> _WHAT IS REQUIRED_
Locate each line in the rows below that contains the word "jacket" and copy those lines.

** BEGIN PROVIDED DATA **

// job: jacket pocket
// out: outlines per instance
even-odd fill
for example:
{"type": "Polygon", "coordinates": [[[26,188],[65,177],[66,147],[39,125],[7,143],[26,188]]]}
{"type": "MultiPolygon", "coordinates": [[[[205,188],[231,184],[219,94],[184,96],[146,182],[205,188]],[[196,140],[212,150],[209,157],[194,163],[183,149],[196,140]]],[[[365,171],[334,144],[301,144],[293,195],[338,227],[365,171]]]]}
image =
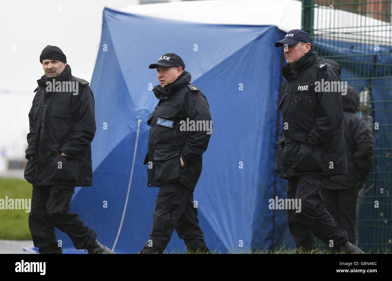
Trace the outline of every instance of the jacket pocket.
{"type": "Polygon", "coordinates": [[[33,119],[35,120],[38,117],[38,114],[40,113],[40,106],[39,104],[34,106],[34,111],[33,115],[33,119]]]}
{"type": "Polygon", "coordinates": [[[303,143],[293,168],[297,172],[321,172],[323,171],[322,157],[321,148],[311,147],[303,143]]]}
{"type": "Polygon", "coordinates": [[[26,167],[25,167],[24,170],[24,178],[30,184],[34,184],[34,178],[35,177],[35,174],[37,171],[37,165],[38,164],[38,160],[34,157],[33,159],[29,159],[27,163],[26,163],[26,167]]]}
{"type": "Polygon", "coordinates": [[[51,179],[57,182],[73,183],[79,176],[79,162],[55,151],[51,179]]]}
{"type": "Polygon", "coordinates": [[[179,151],[156,150],[153,156],[152,177],[161,183],[174,182],[181,178],[182,169],[179,151]]]}

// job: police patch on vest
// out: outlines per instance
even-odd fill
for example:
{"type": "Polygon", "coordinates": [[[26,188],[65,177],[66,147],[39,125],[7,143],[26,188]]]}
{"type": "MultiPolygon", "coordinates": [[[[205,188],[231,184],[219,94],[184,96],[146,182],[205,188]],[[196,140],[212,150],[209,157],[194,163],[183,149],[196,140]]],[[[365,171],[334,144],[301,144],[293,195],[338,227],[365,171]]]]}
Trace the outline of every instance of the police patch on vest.
{"type": "Polygon", "coordinates": [[[158,121],[156,121],[156,124],[165,127],[169,127],[171,128],[173,128],[173,121],[170,120],[167,120],[163,118],[158,118],[158,121]]]}
{"type": "Polygon", "coordinates": [[[309,90],[309,85],[303,85],[297,86],[297,92],[305,92],[309,90]]]}

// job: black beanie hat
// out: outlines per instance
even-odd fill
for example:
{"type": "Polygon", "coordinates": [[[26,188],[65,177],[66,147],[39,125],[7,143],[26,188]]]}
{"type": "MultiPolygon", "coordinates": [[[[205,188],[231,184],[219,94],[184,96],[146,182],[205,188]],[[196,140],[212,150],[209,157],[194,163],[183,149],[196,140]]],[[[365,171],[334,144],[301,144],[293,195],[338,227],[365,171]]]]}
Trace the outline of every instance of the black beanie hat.
{"type": "Polygon", "coordinates": [[[42,50],[40,56],[40,62],[42,63],[44,59],[56,59],[64,63],[67,62],[67,57],[58,47],[48,45],[42,50]]]}

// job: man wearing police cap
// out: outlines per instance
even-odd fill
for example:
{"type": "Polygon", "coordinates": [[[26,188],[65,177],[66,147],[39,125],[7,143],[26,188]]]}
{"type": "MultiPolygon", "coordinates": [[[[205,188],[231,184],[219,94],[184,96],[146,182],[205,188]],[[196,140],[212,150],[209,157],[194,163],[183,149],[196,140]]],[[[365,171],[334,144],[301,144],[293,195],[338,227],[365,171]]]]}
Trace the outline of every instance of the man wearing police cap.
{"type": "Polygon", "coordinates": [[[330,247],[363,254],[323,205],[323,187],[334,175],[347,173],[340,70],[316,53],[309,34],[294,29],[275,43],[283,47],[286,81],[278,107],[283,130],[275,171],[288,181],[287,198],[301,200],[301,211],[287,211],[297,250],[314,248],[314,236],[330,247]],[[339,87],[325,88],[326,85],[339,87]]]}
{"type": "Polygon", "coordinates": [[[139,253],[162,253],[174,230],[189,252],[207,253],[193,191],[212,132],[208,103],[175,54],[165,54],[149,67],[157,70],[160,85],[153,91],[159,101],[147,121],[151,128],[144,164],[148,186],[160,190],[150,239],[139,253]],[[200,126],[187,126],[192,122],[200,126]]]}
{"type": "Polygon", "coordinates": [[[91,143],[95,133],[95,103],[89,83],[72,76],[60,48],[48,45],[40,56],[44,74],[29,113],[30,132],[24,177],[33,185],[29,227],[40,254],[61,254],[54,227],[77,249],[111,251],[76,213],[69,213],[75,186],[92,184],[91,143]]]}

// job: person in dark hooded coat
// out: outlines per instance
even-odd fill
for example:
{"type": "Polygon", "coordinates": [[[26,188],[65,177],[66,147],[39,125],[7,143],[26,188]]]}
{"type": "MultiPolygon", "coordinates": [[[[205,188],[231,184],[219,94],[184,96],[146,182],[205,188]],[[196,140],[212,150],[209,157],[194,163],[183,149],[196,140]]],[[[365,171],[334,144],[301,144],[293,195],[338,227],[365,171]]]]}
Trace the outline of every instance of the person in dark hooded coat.
{"type": "Polygon", "coordinates": [[[342,96],[347,173],[331,177],[322,194],[324,206],[347,232],[349,240],[354,241],[358,193],[372,169],[375,142],[369,126],[356,114],[359,110],[358,92],[347,88],[347,94],[342,96]]]}
{"type": "Polygon", "coordinates": [[[89,83],[72,76],[58,47],[48,45],[40,56],[45,74],[29,113],[25,178],[33,185],[29,227],[40,254],[61,254],[54,227],[76,249],[89,254],[113,252],[96,240],[69,205],[76,186],[91,186],[91,143],[96,129],[94,95],[89,83]]]}

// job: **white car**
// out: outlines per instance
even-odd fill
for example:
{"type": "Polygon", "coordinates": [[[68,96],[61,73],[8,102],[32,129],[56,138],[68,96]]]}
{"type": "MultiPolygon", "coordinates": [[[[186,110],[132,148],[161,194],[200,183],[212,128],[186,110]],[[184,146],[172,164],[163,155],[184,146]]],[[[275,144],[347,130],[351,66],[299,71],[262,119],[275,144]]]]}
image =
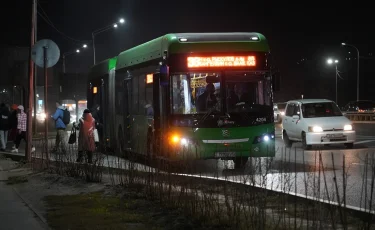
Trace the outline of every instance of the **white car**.
{"type": "Polygon", "coordinates": [[[356,140],[352,122],[330,100],[288,101],[282,124],[287,147],[293,142],[302,142],[304,149],[326,144],[345,144],[347,148],[353,148],[356,140]]]}

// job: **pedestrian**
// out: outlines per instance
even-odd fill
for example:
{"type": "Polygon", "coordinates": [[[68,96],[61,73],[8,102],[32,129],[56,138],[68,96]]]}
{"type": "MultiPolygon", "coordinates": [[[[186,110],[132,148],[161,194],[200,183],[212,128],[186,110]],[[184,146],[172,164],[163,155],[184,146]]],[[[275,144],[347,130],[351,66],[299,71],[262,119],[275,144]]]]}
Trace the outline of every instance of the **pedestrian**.
{"type": "Polygon", "coordinates": [[[66,125],[64,124],[64,107],[60,104],[60,102],[56,102],[56,112],[52,116],[53,120],[55,120],[55,127],[56,127],[56,141],[55,147],[53,148],[52,152],[57,152],[59,150],[59,146],[61,145],[61,149],[63,152],[66,151],[66,125]]]}
{"type": "MultiPolygon", "coordinates": [[[[12,153],[18,153],[18,148],[20,147],[21,140],[24,139],[27,143],[27,115],[24,112],[22,105],[19,105],[17,108],[17,137],[16,137],[16,148],[12,150],[12,153]]],[[[31,146],[31,152],[35,152],[35,147],[31,146]]]]}
{"type": "Polygon", "coordinates": [[[88,163],[92,163],[92,154],[95,151],[95,119],[92,117],[90,110],[85,109],[82,118],[79,119],[78,136],[78,158],[77,162],[82,162],[83,153],[87,153],[88,163]]]}
{"type": "Polygon", "coordinates": [[[8,140],[13,141],[13,147],[12,149],[16,148],[16,137],[17,137],[17,110],[18,105],[13,104],[11,106],[11,112],[9,116],[9,137],[8,140]]]}
{"type": "Polygon", "coordinates": [[[8,129],[9,129],[10,112],[8,107],[0,104],[0,150],[5,151],[8,143],[8,129]]]}

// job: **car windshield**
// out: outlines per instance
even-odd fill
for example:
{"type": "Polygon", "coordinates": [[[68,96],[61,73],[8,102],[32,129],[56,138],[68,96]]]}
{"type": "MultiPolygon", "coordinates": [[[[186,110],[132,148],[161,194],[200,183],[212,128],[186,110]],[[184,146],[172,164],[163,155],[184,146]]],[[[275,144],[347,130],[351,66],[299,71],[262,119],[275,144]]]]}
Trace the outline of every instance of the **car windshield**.
{"type": "Polygon", "coordinates": [[[303,104],[302,114],[304,118],[342,116],[340,109],[332,102],[303,104]]]}
{"type": "Polygon", "coordinates": [[[286,107],[286,103],[280,103],[280,104],[277,104],[277,108],[279,110],[285,110],[285,107],[286,107]]]}

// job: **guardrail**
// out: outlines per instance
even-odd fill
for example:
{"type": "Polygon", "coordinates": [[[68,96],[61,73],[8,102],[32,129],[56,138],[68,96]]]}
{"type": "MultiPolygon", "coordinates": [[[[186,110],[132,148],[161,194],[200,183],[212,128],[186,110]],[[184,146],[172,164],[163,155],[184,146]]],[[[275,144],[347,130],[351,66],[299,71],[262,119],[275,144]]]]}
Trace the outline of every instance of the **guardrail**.
{"type": "Polygon", "coordinates": [[[374,123],[375,113],[344,113],[344,116],[354,123],[374,123]]]}

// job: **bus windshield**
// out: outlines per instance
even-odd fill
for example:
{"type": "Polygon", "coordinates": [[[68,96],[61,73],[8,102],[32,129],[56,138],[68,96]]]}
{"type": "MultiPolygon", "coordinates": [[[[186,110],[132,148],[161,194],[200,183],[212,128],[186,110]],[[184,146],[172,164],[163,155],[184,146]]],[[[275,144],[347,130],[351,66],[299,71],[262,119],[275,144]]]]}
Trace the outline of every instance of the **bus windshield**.
{"type": "Polygon", "coordinates": [[[204,114],[221,111],[220,80],[217,73],[174,74],[172,111],[174,114],[204,114]]]}
{"type": "Polygon", "coordinates": [[[264,75],[226,75],[228,113],[263,112],[271,108],[270,81],[264,75]]]}

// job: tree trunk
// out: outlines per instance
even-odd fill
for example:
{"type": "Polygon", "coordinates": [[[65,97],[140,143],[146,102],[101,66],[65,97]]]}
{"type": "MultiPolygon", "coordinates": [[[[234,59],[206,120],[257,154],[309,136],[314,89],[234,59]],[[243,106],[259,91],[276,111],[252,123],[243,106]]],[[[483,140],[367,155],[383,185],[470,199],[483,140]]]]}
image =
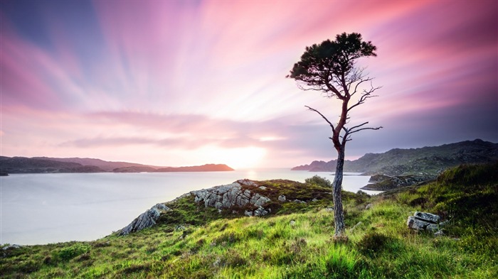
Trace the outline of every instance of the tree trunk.
{"type": "Polygon", "coordinates": [[[332,183],[332,192],[334,195],[334,221],[335,223],[335,236],[342,236],[344,231],[344,214],[342,210],[342,173],[344,166],[344,148],[342,144],[340,148],[337,148],[337,165],[336,173],[332,183]]]}

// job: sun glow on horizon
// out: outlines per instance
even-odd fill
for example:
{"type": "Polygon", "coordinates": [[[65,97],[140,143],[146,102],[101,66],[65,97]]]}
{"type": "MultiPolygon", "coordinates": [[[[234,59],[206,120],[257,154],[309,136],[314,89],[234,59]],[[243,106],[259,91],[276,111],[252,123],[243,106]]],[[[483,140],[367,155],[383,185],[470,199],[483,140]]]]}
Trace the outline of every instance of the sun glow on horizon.
{"type": "Polygon", "coordinates": [[[248,169],[258,167],[263,163],[267,153],[265,148],[248,146],[236,148],[211,148],[202,151],[203,157],[216,158],[229,167],[237,169],[248,169]]]}

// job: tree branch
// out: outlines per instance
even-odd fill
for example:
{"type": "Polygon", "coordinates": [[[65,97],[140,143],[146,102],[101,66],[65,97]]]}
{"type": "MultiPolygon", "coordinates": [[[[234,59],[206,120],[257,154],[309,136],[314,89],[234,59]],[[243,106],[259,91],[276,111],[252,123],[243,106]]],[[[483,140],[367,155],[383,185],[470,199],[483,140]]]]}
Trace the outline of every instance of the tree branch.
{"type": "Polygon", "coordinates": [[[376,127],[376,128],[369,128],[369,127],[368,127],[368,128],[359,128],[358,130],[349,131],[349,134],[351,134],[351,133],[353,133],[359,132],[360,131],[363,131],[363,130],[378,130],[378,129],[381,129],[381,128],[383,128],[383,127],[381,126],[378,126],[378,127],[376,127]]]}
{"type": "MultiPolygon", "coordinates": [[[[311,106],[304,106],[307,107],[308,109],[309,109],[310,111],[313,111],[317,113],[318,114],[319,114],[320,116],[322,116],[322,118],[323,118],[324,119],[325,119],[325,121],[327,121],[327,123],[328,123],[329,125],[330,125],[330,127],[332,128],[332,131],[334,131],[334,124],[332,124],[332,123],[330,122],[330,121],[329,121],[329,119],[327,119],[327,117],[325,117],[323,114],[322,114],[320,113],[320,111],[318,111],[317,110],[316,110],[316,109],[312,108],[311,106]]],[[[332,139],[332,138],[331,138],[331,139],[332,139]]]]}

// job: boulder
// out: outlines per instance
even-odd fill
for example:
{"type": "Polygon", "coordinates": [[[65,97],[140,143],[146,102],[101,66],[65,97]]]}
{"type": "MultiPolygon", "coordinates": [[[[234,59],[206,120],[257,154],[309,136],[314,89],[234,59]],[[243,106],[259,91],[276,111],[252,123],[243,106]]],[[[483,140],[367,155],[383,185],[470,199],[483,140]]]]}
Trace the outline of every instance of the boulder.
{"type": "Polygon", "coordinates": [[[168,210],[171,209],[163,204],[157,204],[135,218],[128,226],[122,229],[118,235],[126,236],[129,233],[151,227],[156,224],[156,221],[159,218],[161,212],[168,210]]]}
{"type": "Polygon", "coordinates": [[[435,233],[435,236],[444,234],[440,229],[445,222],[439,223],[441,217],[432,213],[415,212],[413,216],[408,217],[406,225],[417,231],[426,231],[435,233]]]}
{"type": "Polygon", "coordinates": [[[430,223],[438,224],[441,217],[439,215],[433,214],[432,213],[420,212],[416,212],[413,214],[417,219],[427,221],[430,223]]]}
{"type": "MultiPolygon", "coordinates": [[[[263,208],[263,207],[271,199],[263,195],[253,193],[247,187],[243,188],[242,185],[258,187],[258,184],[253,181],[243,180],[226,185],[193,191],[191,193],[194,195],[196,202],[203,202],[206,207],[215,207],[217,209],[231,207],[258,207],[254,212],[255,216],[267,214],[268,212],[266,209],[258,209],[263,208]]],[[[245,214],[248,215],[247,213],[245,214]]]]}
{"type": "Polygon", "coordinates": [[[417,231],[423,231],[425,227],[430,224],[430,223],[425,221],[423,221],[415,218],[413,216],[408,217],[408,219],[406,221],[406,225],[408,228],[412,229],[415,229],[417,231]]]}

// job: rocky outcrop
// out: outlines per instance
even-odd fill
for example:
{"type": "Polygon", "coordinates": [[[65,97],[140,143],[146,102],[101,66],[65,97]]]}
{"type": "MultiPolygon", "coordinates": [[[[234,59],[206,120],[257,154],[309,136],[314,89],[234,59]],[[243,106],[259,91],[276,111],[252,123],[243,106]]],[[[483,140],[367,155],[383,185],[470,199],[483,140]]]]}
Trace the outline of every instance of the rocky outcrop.
{"type": "Polygon", "coordinates": [[[157,204],[135,218],[128,226],[122,229],[118,235],[125,236],[129,233],[151,227],[156,224],[156,221],[159,218],[161,212],[168,210],[171,210],[169,207],[163,204],[157,204]]]}
{"type": "Polygon", "coordinates": [[[216,186],[191,192],[196,202],[203,202],[206,207],[215,207],[218,210],[228,208],[247,208],[248,216],[263,216],[269,213],[263,206],[271,199],[267,197],[250,191],[250,187],[260,187],[255,182],[248,180],[238,180],[231,184],[216,186]],[[246,186],[243,188],[243,185],[246,186]]]}
{"type": "Polygon", "coordinates": [[[175,210],[176,202],[191,197],[194,197],[194,202],[203,204],[205,207],[214,207],[219,212],[222,209],[232,209],[240,214],[243,212],[246,216],[264,216],[271,212],[270,208],[265,207],[271,199],[256,192],[267,189],[267,187],[258,185],[254,181],[240,180],[231,184],[192,191],[166,202],[166,204],[171,208],[165,204],[154,205],[122,229],[118,235],[125,236],[155,225],[163,214],[175,210]]]}
{"type": "Polygon", "coordinates": [[[374,183],[370,183],[362,187],[361,190],[374,190],[374,191],[386,191],[391,189],[399,188],[401,187],[406,187],[413,185],[424,181],[430,180],[433,177],[426,176],[418,175],[406,175],[406,176],[393,176],[386,175],[374,175],[370,178],[370,180],[376,181],[374,183]],[[382,180],[383,178],[383,180],[382,180]]]}
{"type": "Polygon", "coordinates": [[[408,228],[416,231],[427,231],[435,233],[436,236],[443,234],[440,228],[445,222],[440,222],[441,217],[439,215],[428,212],[416,212],[413,216],[408,217],[406,225],[408,228]]]}
{"type": "Polygon", "coordinates": [[[370,177],[369,180],[369,182],[380,182],[381,181],[384,181],[389,179],[390,177],[384,175],[374,175],[370,177]]]}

** END PROVIDED DATA **

> _RESULT_
// job: jacket pocket
Trace the outline of every instance of the jacket pocket.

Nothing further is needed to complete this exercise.